* ENTRIES *
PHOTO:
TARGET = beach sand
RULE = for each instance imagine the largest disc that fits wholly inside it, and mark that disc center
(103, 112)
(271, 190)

* WHAT YOU WILL DO *
Rewrite the listing above with every "disc" changed to "circle", leaving all other text as it is.

* ANSWER FOR THIS EXERCISE *
PHOTO:
TARGET = beach sand
RULE = for each instance imagine the largest circle that fits wholly inside it, and mark that circle center
(103, 112)
(271, 190)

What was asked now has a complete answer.